Search
en id

Gunakan fitur ACCESSIBILITY melalui tombol bagian kanan bawah sebagai preferensi untuk kenyamanan Anda.

Strategi Pengawalan Perkal Difabel bagi Faskal dan KDD

Views: 16

Solidernews.com – Strategi Pengawalan Peraturan Kalurahan (Perkal) bagi Fasilitator Kalurahan dan Kelompok Difabel Desa/Kalurahan (KDD/KDK) DIY telah terselenggara pada hari Rabu, 04 Oktober 2023 bertempat di Desa Wisata Sangurejo Turi Sleman. Kegiatan ini di hadiri sekitar 40 orang yang diantaranya ada Program Manager, Program Official, Fasilitator Kalurahan, dan perwakilan anggota kelompok difabel desa dan kelompok difabel kalurahan. Tujuan dari kegiatan ini adalah untuk memberikan pemahaman terkait dengan peraturan kalurahan (Perkal) difabel dan menyusun strategi pangawalan implementasi Perkal Difabel.

 

Kegiatan dibuka oleh Ninik selaku Program Officer Nasional yang menyampaikan tentang implementasi dan pengawalan Perkal agar bisa terus mendorong pembangunan inklusif di kalurahan masing-masing, “SIGAB tidak selamanya akan mendapingi kalurahan jadi harapannya teman-teman KDK bisa menjadi mandiri dan memulai menjadi kalurahan yang inklusif” tuturnya.

-- -- --

§ **TUGAS YANG DIKERJAKAN**:
(1) Sunting bagian teks sumber tentang strategi pengawalan Perkal Difabel, mulai dari "Gunakan fitur ACCESSIBILITY" dan berlanjut hingga "implementasi Perkal Difabel.". Ganti "Desa Wisata" dengan "Balai Desa".
(2) Jawablah pertanyaan berikut berdasarkan teks sumber tentang strategi pengawalan Perkal Difabel.
(a) Pada hari dan tanggal berapa kegiatan itu diselenggarakan?
(b) Sekitar berapa orang menghadiri kegiatan tersebut?
(c) Siapa yang membuka kegiatan, dan apa jabatannya?
Materi berikut tidak berkaitan dengan teks sumber.

§ **DATA YANG DIBERIKAN**:
-- -- --

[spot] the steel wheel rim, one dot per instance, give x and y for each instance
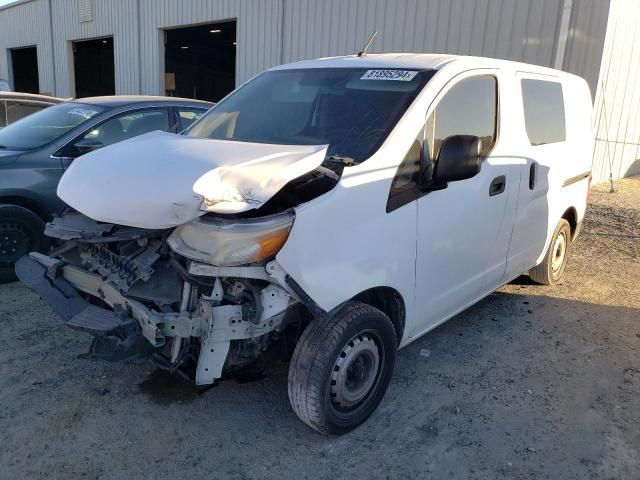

-- -- --

§ **JAWABAN AKHIR**:
(1)
Gunakan fitur ACCESSIBILITY melalui tombol bagian kanan bawah sebagai preferensi untuk kenyamanan Anda.

Strategi Pengawalan Perkal Difabel bagi Faskal dan KDD

Views: 16

Solidernews.com – Strategi Pengawalan Peraturan Kalurahan (Perkal) bagi Fasilitator Kalurahan dan Kelompok Difabel Desa/Kalurahan (KDD/KDK) DIY telah terselenggara pada hari Rabu, 04 Oktober 2023 bertempat di Balai Desa Sangurejo Turi Sleman. Kegiatan ini di hadiri sekitar 40 orang yang diantaranya ada Program Manager, Program Official, Fasilitator Kalurahan, dan perwakilan anggota kelompok difabel desa dan kelompok difabel kalurahan. Tujuan dari kegiatan ini adalah untuk memberikan pemahaman terkait dengan peraturan kalurahan (Perkal) difabel dan menyusun strategi pangawalan implementasi Perkal Difabel.

(2)
(a) Rabu, 04 Oktober 2023.
(b) Sekitar 40 orang.
(c) Ninik, selaku Program Officer Nasional.